■ DATASET

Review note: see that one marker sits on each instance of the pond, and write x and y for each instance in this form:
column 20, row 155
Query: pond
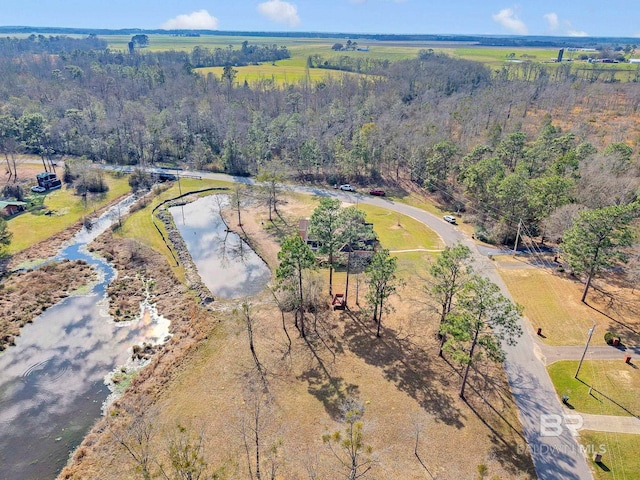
column 226, row 264
column 52, row 382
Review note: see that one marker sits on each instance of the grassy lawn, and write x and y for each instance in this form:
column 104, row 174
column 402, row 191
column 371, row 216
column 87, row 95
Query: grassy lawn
column 620, row 458
column 400, row 232
column 552, row 302
column 67, row 207
column 615, row 386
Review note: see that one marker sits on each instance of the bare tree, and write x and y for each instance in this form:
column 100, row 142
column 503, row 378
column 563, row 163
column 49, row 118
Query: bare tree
column 261, row 444
column 135, row 434
column 250, row 322
column 349, row 446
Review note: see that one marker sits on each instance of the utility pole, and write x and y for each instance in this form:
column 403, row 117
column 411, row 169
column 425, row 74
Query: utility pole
column 515, row 247
column 585, row 350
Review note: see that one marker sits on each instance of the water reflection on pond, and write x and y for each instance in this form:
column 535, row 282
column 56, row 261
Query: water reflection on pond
column 227, row 266
column 52, row 381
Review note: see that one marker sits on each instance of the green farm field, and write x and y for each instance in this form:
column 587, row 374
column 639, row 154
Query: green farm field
column 294, row 69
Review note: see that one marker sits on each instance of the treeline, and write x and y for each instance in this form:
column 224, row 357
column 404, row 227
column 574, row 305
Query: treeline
column 245, row 55
column 10, row 46
column 349, row 64
column 485, row 142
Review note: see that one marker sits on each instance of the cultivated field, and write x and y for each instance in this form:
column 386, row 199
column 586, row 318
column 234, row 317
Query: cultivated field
column 294, row 69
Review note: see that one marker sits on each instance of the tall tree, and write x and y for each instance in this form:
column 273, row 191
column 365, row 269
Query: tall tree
column 325, row 227
column 295, row 258
column 355, row 234
column 9, row 142
column 5, row 234
column 597, row 239
column 271, row 179
column 382, row 283
column 349, row 447
column 449, row 273
column 484, row 318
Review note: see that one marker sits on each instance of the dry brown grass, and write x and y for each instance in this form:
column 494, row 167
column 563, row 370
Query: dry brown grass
column 399, row 377
column 25, row 295
column 552, row 301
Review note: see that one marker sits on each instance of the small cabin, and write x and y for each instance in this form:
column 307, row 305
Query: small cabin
column 8, row 208
column 48, row 180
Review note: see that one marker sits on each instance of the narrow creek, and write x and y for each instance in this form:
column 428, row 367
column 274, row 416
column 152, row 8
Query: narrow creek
column 52, row 382
column 225, row 263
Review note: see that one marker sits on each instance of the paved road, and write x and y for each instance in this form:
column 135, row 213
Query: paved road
column 549, row 354
column 555, row 457
column 609, row 423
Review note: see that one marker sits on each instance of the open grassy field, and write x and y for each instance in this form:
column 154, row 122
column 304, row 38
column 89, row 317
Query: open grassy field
column 552, row 302
column 401, row 384
column 293, row 69
column 495, row 56
column 400, row 232
column 66, row 209
column 277, row 73
column 620, row 459
column 615, row 386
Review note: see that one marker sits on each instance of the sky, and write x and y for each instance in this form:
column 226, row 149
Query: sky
column 611, row 18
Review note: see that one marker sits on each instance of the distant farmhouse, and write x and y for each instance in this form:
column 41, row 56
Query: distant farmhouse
column 10, row 208
column 48, row 180
column 366, row 247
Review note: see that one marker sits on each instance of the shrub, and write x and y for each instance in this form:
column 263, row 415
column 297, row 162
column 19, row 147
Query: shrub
column 13, row 190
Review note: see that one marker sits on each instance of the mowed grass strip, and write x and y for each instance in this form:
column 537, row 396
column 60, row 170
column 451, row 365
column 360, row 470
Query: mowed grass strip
column 552, row 302
column 615, row 386
column 401, row 232
column 620, row 459
column 67, row 208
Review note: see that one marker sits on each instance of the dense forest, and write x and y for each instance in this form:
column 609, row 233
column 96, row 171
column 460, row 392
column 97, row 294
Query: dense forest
column 524, row 142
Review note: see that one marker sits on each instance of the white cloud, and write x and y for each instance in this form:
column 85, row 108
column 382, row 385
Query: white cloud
column 572, row 32
column 552, row 21
column 509, row 20
column 280, row 12
column 200, row 20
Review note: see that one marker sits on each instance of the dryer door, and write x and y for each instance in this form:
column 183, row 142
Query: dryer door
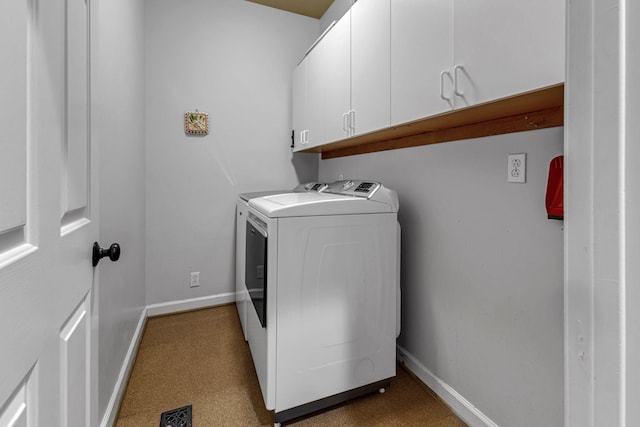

■ GIVEN INSTRUCTION
Return every line of the records that contains the word "narrow".

■ FINISHED TASK
Review note: see that one marker sits on each instance of the narrow creek, and write x and y for each instance in this form:
Query: narrow creek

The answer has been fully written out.